Please quote all of the data below word for word, leaving the pictures out.

→ Excerpted data:

• • • • •

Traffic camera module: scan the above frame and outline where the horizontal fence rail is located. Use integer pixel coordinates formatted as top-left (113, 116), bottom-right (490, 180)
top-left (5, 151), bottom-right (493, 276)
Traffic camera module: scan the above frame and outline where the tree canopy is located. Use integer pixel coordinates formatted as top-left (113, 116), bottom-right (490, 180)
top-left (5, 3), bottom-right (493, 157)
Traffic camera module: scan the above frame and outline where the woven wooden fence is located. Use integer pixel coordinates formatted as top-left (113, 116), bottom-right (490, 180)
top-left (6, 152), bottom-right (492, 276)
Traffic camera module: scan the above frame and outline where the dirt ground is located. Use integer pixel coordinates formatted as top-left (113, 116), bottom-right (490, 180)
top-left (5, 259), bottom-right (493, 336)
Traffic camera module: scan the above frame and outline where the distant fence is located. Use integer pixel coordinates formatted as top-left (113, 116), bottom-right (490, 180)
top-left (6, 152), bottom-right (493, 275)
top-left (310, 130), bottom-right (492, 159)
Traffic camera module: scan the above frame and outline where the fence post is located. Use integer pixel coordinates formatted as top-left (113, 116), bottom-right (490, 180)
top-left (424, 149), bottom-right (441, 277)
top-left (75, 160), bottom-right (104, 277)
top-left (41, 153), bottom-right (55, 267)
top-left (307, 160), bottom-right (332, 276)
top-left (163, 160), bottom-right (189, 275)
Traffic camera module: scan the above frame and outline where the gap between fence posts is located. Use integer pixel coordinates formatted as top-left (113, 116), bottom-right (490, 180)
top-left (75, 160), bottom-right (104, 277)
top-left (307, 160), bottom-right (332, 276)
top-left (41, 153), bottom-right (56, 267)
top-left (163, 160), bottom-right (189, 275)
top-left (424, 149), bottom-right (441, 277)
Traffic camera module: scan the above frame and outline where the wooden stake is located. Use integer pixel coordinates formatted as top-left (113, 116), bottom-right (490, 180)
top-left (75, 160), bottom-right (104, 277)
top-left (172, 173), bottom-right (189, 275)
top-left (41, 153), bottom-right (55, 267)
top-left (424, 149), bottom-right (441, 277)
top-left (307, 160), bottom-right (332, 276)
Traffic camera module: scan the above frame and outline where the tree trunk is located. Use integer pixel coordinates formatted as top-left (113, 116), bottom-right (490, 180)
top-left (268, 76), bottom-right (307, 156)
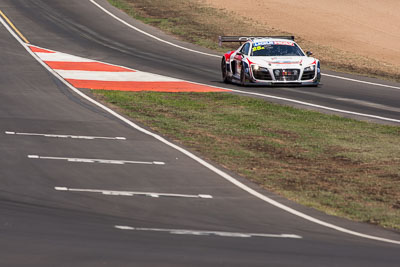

• • • • •

→ Result of this exercise:
Traffic camera module: scan the above frame and outline where the horizontal fence rail is located. Use integer pixel coordinates formatted as top-left (113, 116), bottom-right (490, 180)
top-left (5, 151), bottom-right (493, 276)
Traffic camera module: scan the above frame and outline where the tree canopy is located. Use integer pixel coordinates formatted as top-left (113, 116), bottom-right (490, 180)
top-left (5, 3), bottom-right (493, 157)
Traffic camera module: scan the above frame and outline where the woven wooden fence is located. Use integer pixel coordinates formatted as top-left (113, 116), bottom-right (490, 180)
top-left (6, 152), bottom-right (492, 276)
Traffic camera module: scan the above frame and outline where the dirt ground is located. Use integer pixel coordinates formatted as top-left (113, 116), bottom-right (490, 180)
top-left (5, 259), bottom-right (493, 336)
Traffic camera module: scan the above frame and outline where the distant fence is located. Use integer pixel coordinates formatted as top-left (113, 116), bottom-right (490, 180)
top-left (6, 152), bottom-right (493, 275)
top-left (310, 130), bottom-right (492, 159)
Traffic camera module: scan the above frame and outline where the fence post is located. Use integer pixel coordinates formatted as top-left (113, 116), bottom-right (490, 180)
top-left (424, 149), bottom-right (441, 277)
top-left (75, 160), bottom-right (104, 277)
top-left (41, 153), bottom-right (55, 267)
top-left (307, 160), bottom-right (332, 276)
top-left (163, 160), bottom-right (189, 275)
Traffic camera module: scan the above frame and outline where the gap between fence posts is located. Use integer pixel coordinates formatted as top-left (113, 116), bottom-right (490, 180)
top-left (75, 160), bottom-right (104, 277)
top-left (307, 160), bottom-right (332, 276)
top-left (41, 153), bottom-right (56, 267)
top-left (163, 160), bottom-right (189, 275)
top-left (424, 149), bottom-right (441, 277)
Traffic camera module: scan the above frame and outline where the wooden stake is located. Use integer pixel coordinates formatted as top-left (113, 116), bottom-right (490, 180)
top-left (75, 160), bottom-right (104, 277)
top-left (172, 173), bottom-right (189, 275)
top-left (41, 153), bottom-right (55, 267)
top-left (424, 149), bottom-right (441, 277)
top-left (307, 160), bottom-right (332, 276)
Traffic camera module: scan the above frame and outline where the tree trunk is located. Use integer pixel coordinates formatted as top-left (113, 116), bottom-right (490, 180)
top-left (268, 76), bottom-right (307, 156)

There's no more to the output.